SHORT PROBLEM: Continue the passage on the honey data sets and the DOE for the BOULS parameters, starting right after its final sentence.

GIVEN PASSAGE:
To optimize the BOULS approach parameters by a DOE (see section DOE1: Initial optimization), a data set obtained from 123 honey samples (246 spectra) from Argentina (18), Brazil (19), Canada (18), China (8), Ukraine (40) and the USA (20), was analyzed. The measurements were performed over a period of six weeks and the performance was evaluated by the OOB error of the obtained random forests.

Data set 2

To test the robustness of the developed approach over time, training and test data measured with a time offset of seven months were analyzed. For training, data set 1 was used. However, since they were not included in the test data, the data from the Chinese samples were omitted. The test set consisted of 27 spectra from 5, 5, 4, 6 and 7 samples from Argentina, Brazil, Canada, Ukraine and the USA, respectively.

Data set 3

The third data set was used for the initial implementation of the developed approach in routine analysis. For training, data of 565 samples from Argentina (93), Brazil (65), Canada (9), India (69), Ukraine (250) and the USA (79) were used. The test set consisted of 126 spectra from 8, 11, 65, 1, 13 and 28 samples from Argentina, Brazil, India, Canada, Ukraine, and the USA, respectively.

Data set 4

The fourth data set was used to analyze, whether the prediction accuracy improves by extending the model in long-term application. The extended training data set contained data from 835 samples from Argentina (170), Brazil (133), Canada (16), India (126), Ukraine (264), and the USA (126). The resulting model was used to classify the same test data as in the previous section to compare the performance of the two models directly.

Design of experiment (DOE) for the optimization of the BOULS parameters

In order to optimize the parameters of the BOULS approach, two full factorial DOEs described in the following two subsections were conducted. In each case, the expand.grid function of the R base package44 (version 4.2.2) was used to generate a data frame with all possible combinations of the factor levels. After the execution of the workflow, Analysis of Variance (ANOVA) (aov function of the base stats package) in combination with Tukey’s honest significant difference (TukeyHSD function in base R package) was applied to compare the different factors and calculate p-values.

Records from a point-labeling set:
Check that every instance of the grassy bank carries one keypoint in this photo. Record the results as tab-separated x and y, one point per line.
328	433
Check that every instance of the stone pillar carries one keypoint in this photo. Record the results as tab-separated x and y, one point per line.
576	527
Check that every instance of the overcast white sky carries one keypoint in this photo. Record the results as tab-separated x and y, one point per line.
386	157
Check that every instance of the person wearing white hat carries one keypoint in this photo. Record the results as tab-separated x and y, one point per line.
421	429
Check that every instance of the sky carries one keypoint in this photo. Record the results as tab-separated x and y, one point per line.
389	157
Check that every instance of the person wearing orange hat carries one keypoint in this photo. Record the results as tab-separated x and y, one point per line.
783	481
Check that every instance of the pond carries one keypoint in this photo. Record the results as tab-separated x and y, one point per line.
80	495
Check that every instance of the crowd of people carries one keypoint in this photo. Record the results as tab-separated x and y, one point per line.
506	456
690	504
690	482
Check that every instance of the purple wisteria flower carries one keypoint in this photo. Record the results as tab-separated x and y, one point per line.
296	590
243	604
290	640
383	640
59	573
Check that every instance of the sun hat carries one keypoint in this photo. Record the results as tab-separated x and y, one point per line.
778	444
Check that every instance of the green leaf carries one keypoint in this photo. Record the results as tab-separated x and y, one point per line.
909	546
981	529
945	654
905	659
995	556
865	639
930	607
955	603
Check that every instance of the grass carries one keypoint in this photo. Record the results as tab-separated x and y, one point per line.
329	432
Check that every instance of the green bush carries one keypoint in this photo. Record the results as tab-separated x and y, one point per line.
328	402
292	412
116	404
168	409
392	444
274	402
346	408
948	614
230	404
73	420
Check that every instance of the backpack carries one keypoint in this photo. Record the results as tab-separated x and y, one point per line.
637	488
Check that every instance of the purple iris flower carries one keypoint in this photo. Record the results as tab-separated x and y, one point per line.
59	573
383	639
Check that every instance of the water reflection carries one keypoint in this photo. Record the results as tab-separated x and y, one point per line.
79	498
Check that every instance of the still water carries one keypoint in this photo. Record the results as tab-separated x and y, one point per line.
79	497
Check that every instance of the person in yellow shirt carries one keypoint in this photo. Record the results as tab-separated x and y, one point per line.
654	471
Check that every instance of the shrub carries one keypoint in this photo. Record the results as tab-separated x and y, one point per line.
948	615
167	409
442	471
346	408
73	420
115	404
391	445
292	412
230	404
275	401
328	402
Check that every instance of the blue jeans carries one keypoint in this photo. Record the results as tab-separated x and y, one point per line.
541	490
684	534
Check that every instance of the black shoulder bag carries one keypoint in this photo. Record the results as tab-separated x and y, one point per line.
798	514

EXERCISE RESPONSE:
DOE1: Initial optimization

Table 1 shows the applied factors together with their respective levels of the first DOE. Bucket sizes for the RT and m/z dimension, as well as the different normalization approaches introduced in the previous section were evaluated.

Table 1.

Factors and levels of DOE 1 for the initial optimization of applied parameters of the BOULS approach.

Factor Level Description
Bucket size RT [s] 5 Size of the LCMS spectrum buckets in RT dimension
20
80
Bucket size m/z [Da] 2 Size of the LCMS spectrum buckets in mass dimension
5
10
20
Normalization BPC Divide by maximum intensity
BPC_RT Divide by maximum intensity per RT bucket
TIC Divide by sum of intensities
TIC_RT Divide by sum of intensities per RT bucket
ISTD_add Divide by signal-intensity of the internal standard added to the third mobile phase

DOE2: Validation and optimization for long-term application

In order to establish the BOULS approach for long-time application, a second DOE was applied with the factors and levels shown in Table 2. In addition to the already applied factors in DOE 1, which were validated for long-term application, also the addition of fragment (MS2) data and the combination of HILIC and RP data was evaluated. For the former, the fragment RP data was processed with the BOULS step with either small buckets (5 Da and 5 s) or large buckets (20 Da and 80 s) and combined with the full RP data or not. Since the individual isolation windows vary in size (see section LC-HRMS analysis), the exact size of the buckets was adjusted to achieve divisibility. For the latter, the HILIC data was either included with or without the fragment data that was processed as just described or not.

Table 2.

Factors and levels of the second DOE for validation and optimization for long-term application of the BOULS approach.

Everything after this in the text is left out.